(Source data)
++++++++++

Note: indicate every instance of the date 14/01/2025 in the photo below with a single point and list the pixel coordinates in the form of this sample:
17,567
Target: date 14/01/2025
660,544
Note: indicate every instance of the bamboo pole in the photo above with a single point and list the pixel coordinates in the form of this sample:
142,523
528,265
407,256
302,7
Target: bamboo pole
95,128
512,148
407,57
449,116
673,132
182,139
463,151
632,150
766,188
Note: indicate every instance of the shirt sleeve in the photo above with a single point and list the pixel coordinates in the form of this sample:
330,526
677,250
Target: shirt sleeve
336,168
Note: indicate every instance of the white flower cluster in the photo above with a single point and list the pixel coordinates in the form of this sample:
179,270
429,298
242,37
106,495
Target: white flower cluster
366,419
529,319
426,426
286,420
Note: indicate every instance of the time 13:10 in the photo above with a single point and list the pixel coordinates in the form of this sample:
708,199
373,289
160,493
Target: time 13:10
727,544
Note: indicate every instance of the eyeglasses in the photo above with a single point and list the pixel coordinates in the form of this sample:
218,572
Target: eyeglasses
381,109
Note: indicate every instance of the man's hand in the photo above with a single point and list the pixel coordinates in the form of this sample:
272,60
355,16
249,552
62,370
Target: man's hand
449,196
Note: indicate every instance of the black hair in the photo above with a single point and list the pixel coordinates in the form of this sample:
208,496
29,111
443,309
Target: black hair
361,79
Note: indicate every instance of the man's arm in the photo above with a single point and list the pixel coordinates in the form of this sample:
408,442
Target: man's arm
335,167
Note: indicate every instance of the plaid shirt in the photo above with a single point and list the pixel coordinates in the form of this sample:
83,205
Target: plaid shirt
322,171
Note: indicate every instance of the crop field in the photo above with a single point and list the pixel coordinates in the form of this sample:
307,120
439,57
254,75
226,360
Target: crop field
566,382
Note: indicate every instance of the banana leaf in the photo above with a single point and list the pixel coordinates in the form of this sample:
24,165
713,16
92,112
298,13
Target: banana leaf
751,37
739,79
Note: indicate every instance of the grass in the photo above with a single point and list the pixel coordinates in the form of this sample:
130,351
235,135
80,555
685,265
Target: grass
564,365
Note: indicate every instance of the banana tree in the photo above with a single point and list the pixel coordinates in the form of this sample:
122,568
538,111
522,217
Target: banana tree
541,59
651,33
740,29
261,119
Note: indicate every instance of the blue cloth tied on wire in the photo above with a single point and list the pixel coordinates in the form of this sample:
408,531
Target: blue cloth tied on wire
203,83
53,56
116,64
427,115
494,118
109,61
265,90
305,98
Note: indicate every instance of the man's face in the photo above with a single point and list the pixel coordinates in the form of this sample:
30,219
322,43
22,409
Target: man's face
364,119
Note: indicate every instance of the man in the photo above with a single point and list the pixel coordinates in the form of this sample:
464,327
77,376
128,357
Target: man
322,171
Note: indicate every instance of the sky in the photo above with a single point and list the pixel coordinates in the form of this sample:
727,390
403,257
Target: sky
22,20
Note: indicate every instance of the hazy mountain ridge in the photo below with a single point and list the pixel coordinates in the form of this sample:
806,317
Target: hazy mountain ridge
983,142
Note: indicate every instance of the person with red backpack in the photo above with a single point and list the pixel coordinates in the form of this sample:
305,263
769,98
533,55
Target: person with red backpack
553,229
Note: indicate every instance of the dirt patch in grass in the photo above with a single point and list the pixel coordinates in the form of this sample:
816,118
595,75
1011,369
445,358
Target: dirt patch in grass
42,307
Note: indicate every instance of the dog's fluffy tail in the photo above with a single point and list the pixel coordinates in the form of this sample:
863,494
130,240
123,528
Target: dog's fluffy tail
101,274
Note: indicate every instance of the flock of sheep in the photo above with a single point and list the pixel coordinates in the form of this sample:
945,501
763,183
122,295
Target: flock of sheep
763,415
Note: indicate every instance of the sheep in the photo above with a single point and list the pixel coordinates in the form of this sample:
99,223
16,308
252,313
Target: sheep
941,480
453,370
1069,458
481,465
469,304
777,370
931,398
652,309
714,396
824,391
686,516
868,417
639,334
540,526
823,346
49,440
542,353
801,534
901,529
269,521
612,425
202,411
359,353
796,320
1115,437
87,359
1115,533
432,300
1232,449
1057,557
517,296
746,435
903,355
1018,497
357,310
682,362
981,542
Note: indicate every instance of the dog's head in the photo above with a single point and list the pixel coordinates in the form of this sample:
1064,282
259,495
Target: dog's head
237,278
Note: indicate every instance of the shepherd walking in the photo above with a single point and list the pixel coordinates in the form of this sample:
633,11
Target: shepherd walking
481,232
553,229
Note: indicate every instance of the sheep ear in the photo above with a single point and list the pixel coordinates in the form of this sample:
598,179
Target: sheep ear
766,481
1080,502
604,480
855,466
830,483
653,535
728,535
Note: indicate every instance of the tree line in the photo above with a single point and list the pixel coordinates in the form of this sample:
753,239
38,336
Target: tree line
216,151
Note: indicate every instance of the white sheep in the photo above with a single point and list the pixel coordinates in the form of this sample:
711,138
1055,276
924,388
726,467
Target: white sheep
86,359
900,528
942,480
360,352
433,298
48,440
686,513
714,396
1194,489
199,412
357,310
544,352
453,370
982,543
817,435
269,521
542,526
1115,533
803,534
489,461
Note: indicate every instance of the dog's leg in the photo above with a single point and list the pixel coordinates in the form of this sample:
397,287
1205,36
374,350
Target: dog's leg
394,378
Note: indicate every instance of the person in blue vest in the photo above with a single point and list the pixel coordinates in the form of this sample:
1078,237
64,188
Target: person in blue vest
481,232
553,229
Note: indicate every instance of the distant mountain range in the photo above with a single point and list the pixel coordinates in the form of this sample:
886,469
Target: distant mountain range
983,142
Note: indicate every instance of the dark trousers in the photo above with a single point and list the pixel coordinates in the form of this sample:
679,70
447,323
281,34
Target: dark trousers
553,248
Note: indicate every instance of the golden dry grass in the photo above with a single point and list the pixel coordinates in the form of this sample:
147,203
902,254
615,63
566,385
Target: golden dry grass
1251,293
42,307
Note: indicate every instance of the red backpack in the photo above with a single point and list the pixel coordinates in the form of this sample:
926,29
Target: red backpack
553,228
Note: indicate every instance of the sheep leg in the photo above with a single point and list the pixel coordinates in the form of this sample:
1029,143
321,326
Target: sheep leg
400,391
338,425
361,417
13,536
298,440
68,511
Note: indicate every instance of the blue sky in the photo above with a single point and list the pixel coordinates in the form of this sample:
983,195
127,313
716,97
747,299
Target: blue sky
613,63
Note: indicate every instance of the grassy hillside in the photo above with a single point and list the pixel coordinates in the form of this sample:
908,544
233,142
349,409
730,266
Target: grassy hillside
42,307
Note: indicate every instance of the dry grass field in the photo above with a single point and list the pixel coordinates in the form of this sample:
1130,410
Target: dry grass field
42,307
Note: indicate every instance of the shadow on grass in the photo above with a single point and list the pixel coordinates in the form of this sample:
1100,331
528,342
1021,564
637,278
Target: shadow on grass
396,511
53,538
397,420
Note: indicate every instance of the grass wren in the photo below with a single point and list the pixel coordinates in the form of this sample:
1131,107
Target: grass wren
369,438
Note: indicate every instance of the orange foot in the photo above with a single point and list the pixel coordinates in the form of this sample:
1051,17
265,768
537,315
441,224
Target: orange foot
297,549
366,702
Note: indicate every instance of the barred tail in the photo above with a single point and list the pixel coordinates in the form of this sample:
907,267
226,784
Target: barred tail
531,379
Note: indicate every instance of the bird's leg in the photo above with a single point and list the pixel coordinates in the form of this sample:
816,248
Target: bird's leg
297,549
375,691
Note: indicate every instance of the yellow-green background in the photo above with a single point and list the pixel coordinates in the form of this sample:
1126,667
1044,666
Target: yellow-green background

++++++++++

* **Problem to work on**
Substitute "single marker" for "single point" in the lines from the one containing "Note: indicate every instance of the sheep leg" through the end of the items, and leave everything else unchanged.

* **Correct response**
Note: indicate every instance of the sheep leg in the photo above with a single marker and list the pixel coordinates in the form of this sample:
1029,143
321,326
Target: sheep leg
400,391
338,425
361,417
13,536
298,440
68,511
Note: indicate every instance of the blue sky in the photo above with a single marker and list the pixel coordinates in the form of this sample:
983,195
127,313
716,97
747,299
Target: blue sky
613,63
Note: indicate every instance of the grassy hillside in the photo above with a single marker and list the pixel coordinates in the form of this sample:
908,544
233,142
349,409
730,266
Target: grassy hillside
42,307
Note: indicate every instance of the dry grass field in the photo above with a single marker and list the pixel coordinates in the form of this sample:
1130,410
Target: dry grass field
42,307
Note: indicate every instance of the shadow on grass in the photo above with a single marker and list the pixel coordinates in the form of this sample:
1100,331
528,342
1021,564
637,278
Target: shadow on grass
396,511
53,538
397,420
Note: indicate every instance of the grass wren in the photo below with a single marker and list the pixel coordinates in the form of this sample:
1131,107
Target: grass wren
369,438
Note: indicate every instance of the orange foot in the photo above with a single marker and list the pixel coordinates in the form of this sample:
1051,17
265,768
537,315
441,224
Target: orange foot
297,549
366,702
Note: indicate every instance of the barred tail in the photo above with a single marker and list the pixel coordinates in the form of this sample:
907,267
226,784
Target: barred tail
531,379
Note: indicate every instance of the bird's leg in the photo above with a single marker and list the pixel coordinates in the form of this sample:
816,248
Target: bird's leg
297,549
375,691
Note: indicate every instance of the yellow-green background in the photo above with a single marker and list the pixel coordinates in the form of this sample:
1126,667
1044,666
Target: yellow-green background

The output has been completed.